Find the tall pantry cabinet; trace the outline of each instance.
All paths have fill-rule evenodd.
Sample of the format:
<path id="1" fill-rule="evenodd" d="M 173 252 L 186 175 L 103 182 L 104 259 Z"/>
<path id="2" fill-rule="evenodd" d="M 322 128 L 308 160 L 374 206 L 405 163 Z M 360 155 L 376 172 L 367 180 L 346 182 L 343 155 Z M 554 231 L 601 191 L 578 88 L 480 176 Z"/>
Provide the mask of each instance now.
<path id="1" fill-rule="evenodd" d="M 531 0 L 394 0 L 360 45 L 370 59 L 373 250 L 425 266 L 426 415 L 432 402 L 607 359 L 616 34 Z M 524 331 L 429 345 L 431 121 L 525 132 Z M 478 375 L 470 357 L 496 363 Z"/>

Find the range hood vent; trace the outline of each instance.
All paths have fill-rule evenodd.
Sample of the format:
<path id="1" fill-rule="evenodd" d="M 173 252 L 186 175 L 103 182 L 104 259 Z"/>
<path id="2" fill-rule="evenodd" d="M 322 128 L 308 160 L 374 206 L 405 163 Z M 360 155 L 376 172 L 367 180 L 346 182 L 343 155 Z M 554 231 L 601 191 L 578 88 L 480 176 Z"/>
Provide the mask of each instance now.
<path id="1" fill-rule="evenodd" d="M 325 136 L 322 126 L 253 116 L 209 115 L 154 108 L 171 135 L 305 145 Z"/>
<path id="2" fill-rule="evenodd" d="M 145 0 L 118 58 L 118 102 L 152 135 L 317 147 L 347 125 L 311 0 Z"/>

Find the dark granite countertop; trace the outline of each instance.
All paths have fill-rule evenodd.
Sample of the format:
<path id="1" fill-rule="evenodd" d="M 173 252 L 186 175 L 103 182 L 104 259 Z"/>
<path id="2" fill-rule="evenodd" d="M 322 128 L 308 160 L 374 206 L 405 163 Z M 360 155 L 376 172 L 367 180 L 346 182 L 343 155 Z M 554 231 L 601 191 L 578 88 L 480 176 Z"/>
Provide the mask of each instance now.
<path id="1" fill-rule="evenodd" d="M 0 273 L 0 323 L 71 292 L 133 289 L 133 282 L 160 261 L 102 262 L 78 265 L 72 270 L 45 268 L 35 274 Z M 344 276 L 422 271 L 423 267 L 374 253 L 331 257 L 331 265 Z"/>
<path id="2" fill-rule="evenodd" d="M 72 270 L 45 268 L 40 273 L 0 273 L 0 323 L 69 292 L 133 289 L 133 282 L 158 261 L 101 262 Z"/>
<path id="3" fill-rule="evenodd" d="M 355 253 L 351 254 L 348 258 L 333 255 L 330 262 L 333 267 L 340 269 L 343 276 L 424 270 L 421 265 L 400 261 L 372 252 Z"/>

◆ SHORT EXERCISE ◆
Look above for the line containing "Find the dark"; copy from it through the last line, exactly, and nothing more.

◆ REPLY ◆
Find the dark granite countertop; trace the outline of each instance.
All paths have fill-rule evenodd.
Sample of the format:
<path id="1" fill-rule="evenodd" d="M 173 252 L 186 175 L 103 182 L 104 259 Z"/>
<path id="2" fill-rule="evenodd" d="M 322 128 L 308 160 L 374 206 L 405 163 Z M 360 155 L 376 172 L 367 180 L 346 182 L 343 155 Z M 554 231 L 601 191 L 578 88 L 480 176 Z"/>
Provide the mask of each instance now.
<path id="1" fill-rule="evenodd" d="M 0 273 L 0 323 L 71 292 L 133 289 L 133 282 L 160 261 L 102 262 L 78 265 L 72 270 L 45 268 L 35 274 Z M 344 276 L 422 271 L 423 267 L 374 253 L 331 257 L 331 265 Z"/>
<path id="2" fill-rule="evenodd" d="M 72 270 L 45 268 L 40 273 L 0 273 L 0 323 L 69 292 L 133 289 L 133 282 L 158 261 L 101 262 Z"/>
<path id="3" fill-rule="evenodd" d="M 355 253 L 351 254 L 348 258 L 333 255 L 330 262 L 333 267 L 340 269 L 343 276 L 424 270 L 421 265 L 400 261 L 372 252 Z"/>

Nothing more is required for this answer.